___ Data for the task

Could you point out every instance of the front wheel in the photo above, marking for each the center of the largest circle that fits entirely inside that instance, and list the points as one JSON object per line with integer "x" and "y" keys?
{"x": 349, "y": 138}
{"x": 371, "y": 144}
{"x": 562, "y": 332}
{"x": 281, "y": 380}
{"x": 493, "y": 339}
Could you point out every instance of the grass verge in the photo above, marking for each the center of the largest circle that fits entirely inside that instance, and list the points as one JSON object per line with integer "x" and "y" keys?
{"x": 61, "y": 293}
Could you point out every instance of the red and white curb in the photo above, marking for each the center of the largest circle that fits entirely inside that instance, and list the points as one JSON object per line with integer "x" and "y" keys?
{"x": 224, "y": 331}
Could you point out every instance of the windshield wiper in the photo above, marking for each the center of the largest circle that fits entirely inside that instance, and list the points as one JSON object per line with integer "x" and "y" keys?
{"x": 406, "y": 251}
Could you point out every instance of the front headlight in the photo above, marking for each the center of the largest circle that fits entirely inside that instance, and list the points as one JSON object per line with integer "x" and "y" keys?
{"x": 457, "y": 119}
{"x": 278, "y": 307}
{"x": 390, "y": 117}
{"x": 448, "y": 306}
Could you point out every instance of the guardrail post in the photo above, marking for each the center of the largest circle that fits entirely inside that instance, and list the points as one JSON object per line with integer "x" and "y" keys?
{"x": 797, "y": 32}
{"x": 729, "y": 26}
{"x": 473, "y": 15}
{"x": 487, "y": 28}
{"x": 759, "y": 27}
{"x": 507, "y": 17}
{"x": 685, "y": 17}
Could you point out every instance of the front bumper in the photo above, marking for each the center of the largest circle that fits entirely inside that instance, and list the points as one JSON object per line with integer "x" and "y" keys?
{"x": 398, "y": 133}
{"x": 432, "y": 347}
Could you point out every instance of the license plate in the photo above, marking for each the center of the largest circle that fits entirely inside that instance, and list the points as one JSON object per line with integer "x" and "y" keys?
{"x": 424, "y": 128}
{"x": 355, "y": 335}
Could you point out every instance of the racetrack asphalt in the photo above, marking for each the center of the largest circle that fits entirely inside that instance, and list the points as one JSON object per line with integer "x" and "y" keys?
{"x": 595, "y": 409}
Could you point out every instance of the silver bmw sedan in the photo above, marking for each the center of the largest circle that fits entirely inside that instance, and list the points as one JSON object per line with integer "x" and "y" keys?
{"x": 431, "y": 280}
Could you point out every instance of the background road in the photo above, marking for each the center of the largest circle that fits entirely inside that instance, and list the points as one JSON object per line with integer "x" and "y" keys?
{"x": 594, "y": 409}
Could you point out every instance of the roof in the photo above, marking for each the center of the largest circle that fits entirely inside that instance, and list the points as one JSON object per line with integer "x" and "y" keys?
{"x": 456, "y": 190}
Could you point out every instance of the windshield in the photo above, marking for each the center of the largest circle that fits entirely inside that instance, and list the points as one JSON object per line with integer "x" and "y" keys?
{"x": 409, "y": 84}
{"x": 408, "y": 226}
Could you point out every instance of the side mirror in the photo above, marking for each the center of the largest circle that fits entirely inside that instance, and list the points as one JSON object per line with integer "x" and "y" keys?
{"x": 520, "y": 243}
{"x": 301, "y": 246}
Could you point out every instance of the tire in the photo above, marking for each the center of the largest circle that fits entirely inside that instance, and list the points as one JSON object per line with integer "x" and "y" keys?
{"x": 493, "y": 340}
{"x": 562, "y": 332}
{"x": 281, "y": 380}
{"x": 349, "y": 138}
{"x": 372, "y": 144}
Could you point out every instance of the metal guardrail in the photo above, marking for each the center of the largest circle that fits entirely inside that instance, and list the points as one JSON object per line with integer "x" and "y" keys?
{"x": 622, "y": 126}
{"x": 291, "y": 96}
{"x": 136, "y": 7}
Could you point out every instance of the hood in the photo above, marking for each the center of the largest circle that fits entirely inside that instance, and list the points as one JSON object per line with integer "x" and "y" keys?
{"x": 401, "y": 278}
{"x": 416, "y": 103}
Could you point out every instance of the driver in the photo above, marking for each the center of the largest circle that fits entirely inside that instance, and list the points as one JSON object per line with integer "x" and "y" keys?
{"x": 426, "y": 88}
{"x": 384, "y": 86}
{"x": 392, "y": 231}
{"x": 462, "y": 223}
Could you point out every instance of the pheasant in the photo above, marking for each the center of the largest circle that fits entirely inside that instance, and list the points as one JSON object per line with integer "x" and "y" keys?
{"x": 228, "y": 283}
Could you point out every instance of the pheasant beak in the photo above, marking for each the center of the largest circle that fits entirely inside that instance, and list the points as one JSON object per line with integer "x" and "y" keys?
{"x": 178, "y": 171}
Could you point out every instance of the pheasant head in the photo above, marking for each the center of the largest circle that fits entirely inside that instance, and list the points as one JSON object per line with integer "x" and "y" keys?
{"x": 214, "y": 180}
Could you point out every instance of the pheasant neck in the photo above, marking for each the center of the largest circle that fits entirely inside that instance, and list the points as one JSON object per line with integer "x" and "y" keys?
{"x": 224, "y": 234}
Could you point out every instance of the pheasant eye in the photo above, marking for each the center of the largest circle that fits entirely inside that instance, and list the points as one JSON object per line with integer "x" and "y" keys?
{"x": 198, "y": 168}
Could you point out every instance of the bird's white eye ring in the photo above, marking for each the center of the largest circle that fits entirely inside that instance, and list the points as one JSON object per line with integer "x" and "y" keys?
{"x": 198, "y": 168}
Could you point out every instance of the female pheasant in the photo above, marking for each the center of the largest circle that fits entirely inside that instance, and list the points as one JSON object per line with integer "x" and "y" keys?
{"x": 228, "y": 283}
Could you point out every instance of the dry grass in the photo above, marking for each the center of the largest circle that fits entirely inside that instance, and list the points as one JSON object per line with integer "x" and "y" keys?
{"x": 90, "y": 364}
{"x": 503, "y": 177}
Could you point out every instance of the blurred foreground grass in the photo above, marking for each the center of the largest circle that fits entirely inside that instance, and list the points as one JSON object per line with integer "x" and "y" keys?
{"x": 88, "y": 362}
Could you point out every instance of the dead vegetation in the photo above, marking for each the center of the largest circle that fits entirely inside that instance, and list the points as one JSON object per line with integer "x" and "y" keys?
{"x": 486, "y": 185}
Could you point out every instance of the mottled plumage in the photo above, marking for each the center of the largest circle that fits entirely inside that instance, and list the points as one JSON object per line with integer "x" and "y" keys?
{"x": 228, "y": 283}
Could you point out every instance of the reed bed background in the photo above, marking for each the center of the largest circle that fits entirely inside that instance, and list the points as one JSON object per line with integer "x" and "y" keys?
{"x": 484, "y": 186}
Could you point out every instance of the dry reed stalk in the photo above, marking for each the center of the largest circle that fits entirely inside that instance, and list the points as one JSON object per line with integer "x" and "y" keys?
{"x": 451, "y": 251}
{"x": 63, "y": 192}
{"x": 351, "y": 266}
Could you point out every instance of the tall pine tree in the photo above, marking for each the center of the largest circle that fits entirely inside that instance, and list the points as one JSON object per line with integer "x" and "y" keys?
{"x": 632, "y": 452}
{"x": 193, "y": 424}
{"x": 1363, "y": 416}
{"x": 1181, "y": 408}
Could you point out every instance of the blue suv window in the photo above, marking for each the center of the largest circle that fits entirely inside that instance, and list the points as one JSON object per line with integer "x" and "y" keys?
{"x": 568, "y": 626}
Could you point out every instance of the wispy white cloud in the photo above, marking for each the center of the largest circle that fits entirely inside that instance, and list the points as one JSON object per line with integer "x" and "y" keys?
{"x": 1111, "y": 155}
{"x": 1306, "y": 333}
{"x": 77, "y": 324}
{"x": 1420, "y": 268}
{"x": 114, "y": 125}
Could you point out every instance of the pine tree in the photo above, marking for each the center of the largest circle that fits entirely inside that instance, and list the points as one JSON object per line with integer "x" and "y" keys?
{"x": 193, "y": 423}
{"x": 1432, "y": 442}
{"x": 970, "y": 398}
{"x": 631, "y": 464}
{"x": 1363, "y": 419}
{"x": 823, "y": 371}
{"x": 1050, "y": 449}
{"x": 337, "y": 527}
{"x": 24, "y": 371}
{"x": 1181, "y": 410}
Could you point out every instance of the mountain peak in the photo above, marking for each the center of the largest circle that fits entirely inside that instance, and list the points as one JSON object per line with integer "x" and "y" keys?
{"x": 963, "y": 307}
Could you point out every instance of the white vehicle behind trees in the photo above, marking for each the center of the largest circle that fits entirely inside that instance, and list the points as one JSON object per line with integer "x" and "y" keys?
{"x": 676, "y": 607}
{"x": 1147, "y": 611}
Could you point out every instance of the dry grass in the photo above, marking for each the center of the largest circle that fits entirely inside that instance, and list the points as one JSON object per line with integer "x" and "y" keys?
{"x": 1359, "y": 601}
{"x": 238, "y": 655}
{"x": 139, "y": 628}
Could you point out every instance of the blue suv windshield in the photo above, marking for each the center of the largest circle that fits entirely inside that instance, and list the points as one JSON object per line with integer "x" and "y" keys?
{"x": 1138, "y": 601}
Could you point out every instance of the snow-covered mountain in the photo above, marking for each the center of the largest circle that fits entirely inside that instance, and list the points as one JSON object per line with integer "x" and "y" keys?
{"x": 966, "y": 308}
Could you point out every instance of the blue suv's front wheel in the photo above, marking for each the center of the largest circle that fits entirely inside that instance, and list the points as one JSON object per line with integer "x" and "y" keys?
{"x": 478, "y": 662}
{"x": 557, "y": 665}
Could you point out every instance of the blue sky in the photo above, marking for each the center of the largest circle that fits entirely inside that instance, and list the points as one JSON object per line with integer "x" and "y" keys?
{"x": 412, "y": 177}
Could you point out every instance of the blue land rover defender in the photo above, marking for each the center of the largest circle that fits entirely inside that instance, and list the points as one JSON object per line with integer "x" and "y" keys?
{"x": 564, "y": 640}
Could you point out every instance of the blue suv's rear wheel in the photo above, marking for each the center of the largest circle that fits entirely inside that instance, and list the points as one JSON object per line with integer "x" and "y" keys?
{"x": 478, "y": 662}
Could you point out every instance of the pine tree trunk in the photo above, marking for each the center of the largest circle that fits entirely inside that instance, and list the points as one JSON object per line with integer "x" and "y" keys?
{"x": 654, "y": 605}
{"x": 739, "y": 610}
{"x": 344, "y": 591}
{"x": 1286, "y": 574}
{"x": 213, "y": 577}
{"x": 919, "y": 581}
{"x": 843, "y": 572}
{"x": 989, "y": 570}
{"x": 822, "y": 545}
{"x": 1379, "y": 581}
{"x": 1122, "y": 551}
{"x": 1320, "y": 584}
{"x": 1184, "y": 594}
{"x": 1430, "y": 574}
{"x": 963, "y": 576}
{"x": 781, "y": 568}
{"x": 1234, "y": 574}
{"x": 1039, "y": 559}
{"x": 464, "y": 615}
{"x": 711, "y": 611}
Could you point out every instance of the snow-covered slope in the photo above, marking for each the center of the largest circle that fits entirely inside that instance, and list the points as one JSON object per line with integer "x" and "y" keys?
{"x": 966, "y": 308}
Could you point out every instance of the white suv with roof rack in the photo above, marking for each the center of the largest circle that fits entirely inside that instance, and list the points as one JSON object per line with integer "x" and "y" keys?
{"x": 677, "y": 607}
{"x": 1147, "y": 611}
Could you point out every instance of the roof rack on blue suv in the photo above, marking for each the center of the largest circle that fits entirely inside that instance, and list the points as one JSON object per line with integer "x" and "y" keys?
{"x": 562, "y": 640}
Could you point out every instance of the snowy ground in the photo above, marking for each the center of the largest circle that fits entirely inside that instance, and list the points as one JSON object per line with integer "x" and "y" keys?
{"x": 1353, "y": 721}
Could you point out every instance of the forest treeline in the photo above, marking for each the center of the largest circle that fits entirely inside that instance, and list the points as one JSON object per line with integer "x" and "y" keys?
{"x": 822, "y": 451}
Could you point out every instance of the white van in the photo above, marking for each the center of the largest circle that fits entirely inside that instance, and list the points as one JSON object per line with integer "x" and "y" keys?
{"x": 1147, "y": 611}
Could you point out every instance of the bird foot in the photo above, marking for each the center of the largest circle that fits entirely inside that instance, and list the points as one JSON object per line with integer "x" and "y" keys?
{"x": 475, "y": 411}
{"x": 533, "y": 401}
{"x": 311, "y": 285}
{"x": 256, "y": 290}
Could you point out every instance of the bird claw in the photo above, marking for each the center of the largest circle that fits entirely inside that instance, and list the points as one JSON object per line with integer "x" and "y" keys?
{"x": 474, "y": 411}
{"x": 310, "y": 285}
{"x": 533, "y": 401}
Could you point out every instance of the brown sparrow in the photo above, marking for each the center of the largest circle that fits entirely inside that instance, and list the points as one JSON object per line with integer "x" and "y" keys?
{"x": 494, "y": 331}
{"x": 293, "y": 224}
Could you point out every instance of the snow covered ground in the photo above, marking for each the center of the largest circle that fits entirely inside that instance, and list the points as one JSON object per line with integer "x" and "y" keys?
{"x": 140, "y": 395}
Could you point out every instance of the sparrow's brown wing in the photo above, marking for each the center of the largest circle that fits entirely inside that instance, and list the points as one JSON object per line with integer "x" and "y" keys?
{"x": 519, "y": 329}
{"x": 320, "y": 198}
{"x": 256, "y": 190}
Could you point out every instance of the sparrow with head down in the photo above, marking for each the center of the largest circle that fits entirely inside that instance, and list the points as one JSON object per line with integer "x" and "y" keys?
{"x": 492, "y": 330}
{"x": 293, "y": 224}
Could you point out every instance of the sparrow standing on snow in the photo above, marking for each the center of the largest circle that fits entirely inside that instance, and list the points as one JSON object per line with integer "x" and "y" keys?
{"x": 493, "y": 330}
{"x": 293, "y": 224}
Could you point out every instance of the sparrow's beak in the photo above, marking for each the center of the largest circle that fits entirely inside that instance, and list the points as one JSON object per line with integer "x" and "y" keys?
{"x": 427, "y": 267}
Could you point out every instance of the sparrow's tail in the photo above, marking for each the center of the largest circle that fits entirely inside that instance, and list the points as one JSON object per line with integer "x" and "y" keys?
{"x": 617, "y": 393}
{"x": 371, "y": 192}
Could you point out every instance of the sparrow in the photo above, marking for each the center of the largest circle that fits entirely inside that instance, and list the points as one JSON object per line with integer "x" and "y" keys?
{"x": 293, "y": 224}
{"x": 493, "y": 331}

______

» **Description of the task**
Beginning with the line that contains "Could you point out every instance of the sparrow with", quote each line exactly through the last line of the entries above, and nothing beyond them.

» **Task response**
Could you point out every instance of the sparrow with head down in the photo above, marking for each the center of the largest circle that fits entirely inside that instance, and list the points as one JSON object per line with integer "x" and "y" keys?
{"x": 492, "y": 330}
{"x": 293, "y": 224}
Could you point out every instance of the sparrow standing on snow in the photo above, marking for each the center of the largest circle that fits entirely inside that instance, and list the points as one JSON object per line with integer "x" and "y" keys?
{"x": 493, "y": 330}
{"x": 293, "y": 224}
Could you point out every instance of the sparrow's beak in the photo above, marking for each the center of the largest circle that fits entirely inside that instance, and list the points as one JSON object per line with integer "x" and "y" keys?
{"x": 427, "y": 267}
Could you point out every instance of the sparrow's tail in the photo above, marking for each the center of the largest circle that fits entirely inside that instance, and list the points as one JSON object per line with integer "x" and "y" keys?
{"x": 617, "y": 393}
{"x": 371, "y": 192}
Could you point out every instance of the sparrow in the photo above, marking for each the center of the largest circle that fits entirely inside that instance, and list the points as one JSON object per line with integer "x" and "y" keys?
{"x": 293, "y": 224}
{"x": 493, "y": 331}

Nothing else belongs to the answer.